::: TEXTAUSSCHNITT :::

Phasen massiver bilderstürmischer Kunstfeindlichkeit hat es immer wieder gegeben, man denke an Oliver Cromwell, oder an die Bolschewiki in Russland, die ähnlich argumentierten, ähnlich handelten und ganze Arbeit bei der Zerstörung der „bürgerlichen“ Kultur leisteten. Die Kommunistas der Ostzone machten das vorsichtiger, sie beäugten kritisch die Inhalte, ließen aber die Institutionen in Frieden. Seit nunmehr 22 Jahren höre ich in Gesamtdeutschland aber nun immer wieder von den Politikern aller Couleur: „Wollt ihr (die Bürger) ein Krankenhaus oder das Theater erhalten (wahlweise auch Bibliothek, Museum, Galerie, Volkshochschule, Musikschule)?“ Die Leute wählen immer das Krankenhaus. Das Theater wird geschlossen, und die Kosten für das Theater laufen ein Jahrzehnt weiter. Stichwort Tarifverträge. Ein paar Jahre später wird dann auch das Krankenhaus geschlossen.

::: ANGEZEIGTE DATEN :::

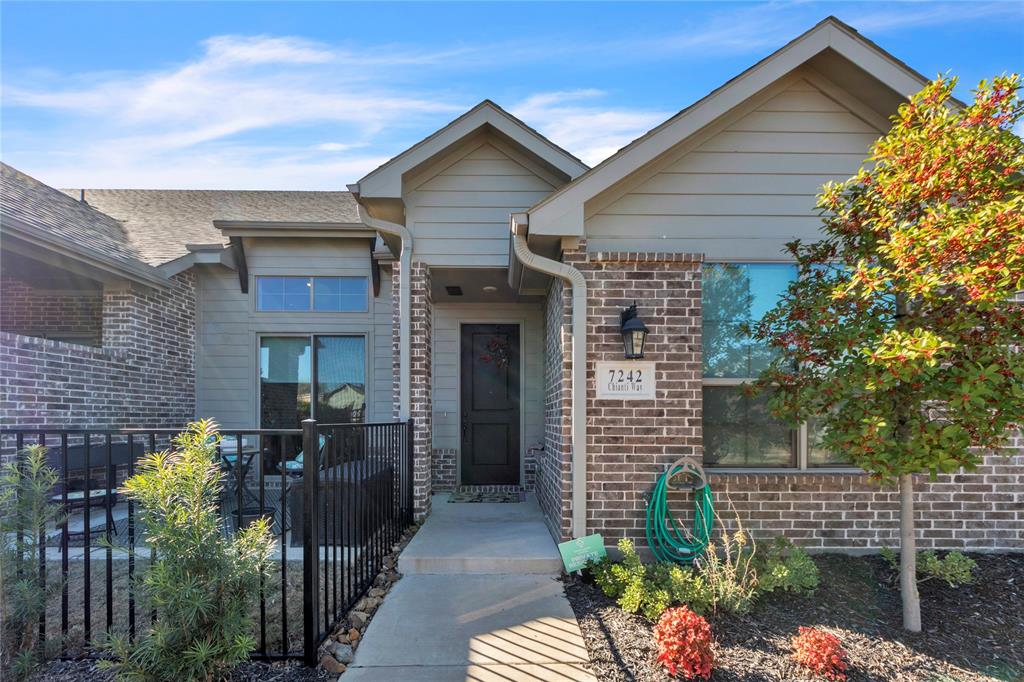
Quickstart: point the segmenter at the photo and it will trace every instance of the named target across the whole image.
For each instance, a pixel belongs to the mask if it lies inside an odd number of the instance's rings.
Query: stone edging
[[[401,573],[397,571],[398,555],[406,549],[413,536],[420,529],[421,523],[414,523],[401,536],[397,543],[391,547],[391,553],[384,556],[384,565],[381,571],[374,579],[373,586],[367,591],[366,596],[355,602],[355,605],[348,611],[345,619],[338,625],[330,637],[325,640],[319,651],[319,667],[332,675],[340,675],[347,670],[352,658],[355,656],[355,649],[362,641],[362,634],[366,632],[374,612],[383,603],[384,597],[391,590],[391,586],[401,580]]]

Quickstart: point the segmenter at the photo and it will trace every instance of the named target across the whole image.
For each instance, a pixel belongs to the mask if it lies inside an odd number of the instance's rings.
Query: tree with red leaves
[[[814,418],[822,444],[900,491],[903,625],[921,630],[913,478],[975,468],[1024,417],[1020,78],[973,103],[938,78],[900,106],[855,177],[818,198],[824,239],[754,330],[776,359],[755,390]],[[1015,302],[1018,301],[1018,302]]]

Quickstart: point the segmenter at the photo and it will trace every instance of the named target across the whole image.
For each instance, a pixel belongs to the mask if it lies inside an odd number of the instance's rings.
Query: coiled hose
[[[676,523],[676,517],[669,508],[669,491],[681,489],[672,485],[672,479],[680,474],[698,479],[692,486],[692,532]],[[658,561],[692,563],[708,548],[714,524],[715,503],[703,468],[688,458],[677,460],[658,477],[647,503],[647,546]]]

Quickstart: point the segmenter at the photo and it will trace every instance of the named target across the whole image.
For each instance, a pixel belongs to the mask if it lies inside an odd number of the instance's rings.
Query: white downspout
[[[560,279],[572,288],[572,537],[587,535],[587,281],[570,265],[539,256],[526,244],[529,217],[512,216],[512,248],[527,267]]]
[[[407,420],[412,413],[412,401],[410,399],[410,382],[412,378],[410,369],[410,361],[412,359],[410,325],[412,324],[411,310],[413,302],[411,283],[413,275],[413,235],[404,225],[373,217],[362,204],[356,203],[356,206],[359,208],[359,220],[367,226],[376,229],[378,232],[393,235],[401,240],[401,254],[398,256],[398,262],[401,267],[398,278],[398,418]]]

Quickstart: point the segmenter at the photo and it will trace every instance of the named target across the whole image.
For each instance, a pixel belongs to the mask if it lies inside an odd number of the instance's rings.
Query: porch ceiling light
[[[637,317],[637,304],[626,308],[622,312],[623,325],[623,352],[626,359],[640,359],[643,357],[643,346],[647,341],[647,326]]]

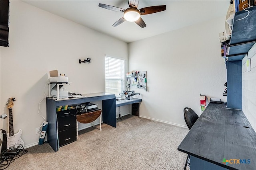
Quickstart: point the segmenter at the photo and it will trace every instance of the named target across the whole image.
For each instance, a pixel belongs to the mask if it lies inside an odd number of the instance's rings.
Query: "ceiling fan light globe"
[[[126,21],[133,22],[140,18],[140,14],[138,9],[130,8],[124,11],[124,17]]]

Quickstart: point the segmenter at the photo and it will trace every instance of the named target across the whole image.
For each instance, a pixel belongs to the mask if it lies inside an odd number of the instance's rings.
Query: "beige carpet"
[[[177,148],[188,129],[130,115],[116,128],[102,125],[80,131],[57,152],[48,143],[28,148],[6,169],[183,169],[187,154]]]

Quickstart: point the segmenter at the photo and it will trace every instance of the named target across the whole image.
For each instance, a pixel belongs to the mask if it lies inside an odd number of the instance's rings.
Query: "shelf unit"
[[[256,42],[256,6],[235,13],[227,66],[227,106],[242,109],[242,60]]]
[[[235,14],[228,61],[242,60],[256,42],[256,6],[246,10]]]

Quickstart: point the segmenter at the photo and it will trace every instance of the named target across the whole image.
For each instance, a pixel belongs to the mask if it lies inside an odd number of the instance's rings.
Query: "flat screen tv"
[[[9,47],[9,0],[0,1],[1,46]]]

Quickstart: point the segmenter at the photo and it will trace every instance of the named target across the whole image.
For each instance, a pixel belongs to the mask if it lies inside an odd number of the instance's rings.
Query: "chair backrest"
[[[185,121],[190,130],[198,118],[198,116],[192,109],[189,107],[185,107],[184,111]]]

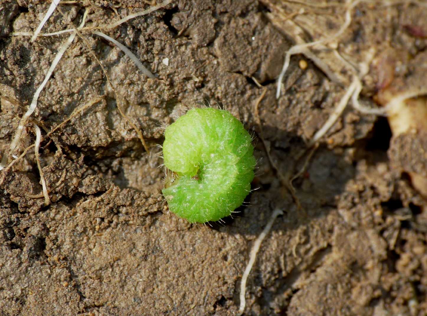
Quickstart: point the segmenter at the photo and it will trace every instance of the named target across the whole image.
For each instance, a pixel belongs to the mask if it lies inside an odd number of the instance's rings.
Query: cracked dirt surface
[[[316,40],[343,22],[345,3],[333,3],[176,0],[105,31],[154,79],[108,41],[88,31],[88,47],[76,37],[42,92],[18,154],[34,144],[32,123],[46,135],[76,108],[102,99],[41,145],[50,205],[40,194],[33,149],[0,171],[0,314],[235,315],[253,241],[278,208],[284,214],[249,275],[245,315],[426,315],[427,202],[420,186],[427,177],[427,119],[397,135],[386,118],[349,105],[293,182],[302,209],[279,176],[302,167],[306,142],[345,93],[351,77],[342,60],[333,59],[334,49],[357,68],[375,48],[361,96],[371,106],[427,80],[423,5],[361,1],[336,45],[319,52],[341,82],[295,55],[276,100],[284,53],[301,35],[287,21],[303,26],[301,38]],[[49,5],[0,0],[2,154],[67,36],[30,42],[13,34],[32,32]],[[69,20],[78,25],[85,9],[86,25],[97,26],[149,6],[69,2],[43,32],[67,28]],[[120,115],[90,50],[105,66],[149,154]],[[417,108],[427,106],[423,100],[417,99]],[[225,106],[254,131],[258,162],[250,205],[212,227],[169,213],[154,147],[177,115],[208,103]]]

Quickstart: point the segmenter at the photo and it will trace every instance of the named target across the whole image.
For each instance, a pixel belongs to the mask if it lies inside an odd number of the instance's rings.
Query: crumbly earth
[[[78,26],[85,9],[86,26],[105,24],[148,2],[66,2],[60,6],[64,15],[55,11],[42,31]],[[343,60],[357,68],[374,50],[361,97],[371,106],[391,77],[414,73],[399,56],[418,58],[420,67],[427,63],[425,7],[359,3],[336,44],[319,52],[340,82],[296,55],[281,96],[275,97],[284,53],[297,41],[287,21],[303,26],[305,40],[318,39],[344,22],[345,2],[339,2],[175,0],[103,30],[154,79],[113,44],[82,31],[86,41],[76,37],[65,52],[14,153],[34,144],[33,123],[45,135],[102,97],[42,142],[50,204],[41,194],[33,149],[0,171],[0,314],[235,315],[253,241],[278,208],[284,215],[249,275],[245,315],[426,315],[427,202],[412,182],[413,174],[427,174],[426,131],[393,136],[386,119],[349,105],[312,156],[300,154],[351,81],[348,69],[339,68]],[[0,0],[2,155],[68,36],[30,43],[13,34],[35,30],[50,5]],[[117,97],[143,131],[149,153],[120,115]],[[211,226],[168,212],[155,147],[177,115],[208,103],[225,106],[253,131],[258,167],[249,206]],[[283,179],[307,158],[292,182],[292,197]]]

:::

— ANLEITUNG ZUR AUFGABE —
Schreibe bitte aus dem Textausschnitt oben alles von „Phasen massiver bilderstürmischer“ bis hinunter zu „das Krankenhaus geschlossen.“ wortgetreu heraus.

— ANTWORT ZUR AUFGABE —
Phasen massiver bilderstürmischer Kunstfeindlichkeit hat es immer wieder gegeben, man denke an Oliver Cromwell, oder an die Bolschewiki in Russland, die ähnlich argumentierten, ähnlich handelten und ganze Arbeit bei der Zerstörung der „bürgerlichen“ Kultur leisteten. Die Kommunistas der Ostzone machten das vorsichtiger, sie beäugten kritisch die Inhalte, ließen aber die Institutionen in Frieden. Seit nunmehr 22 Jahren höre ich in Gesamtdeutschland aber nun immer wieder von den Politikern aller Couleur: „Wollt ihr (die Bürger) ein Krankenhaus oder das Theater erhalten (wahlweise auch Bibliothek, Museum, Galerie, Volkshochschule, Musikschule)?“ Die Leute wählen immer das Krankenhaus. Das Theater wird geschlossen, und die Kosten für das Theater laufen ein Jahrzehnt weiter. Stichwort Tarifverträge. Ein paar Jahre später wird dann auch das Krankenhaus geschlossen.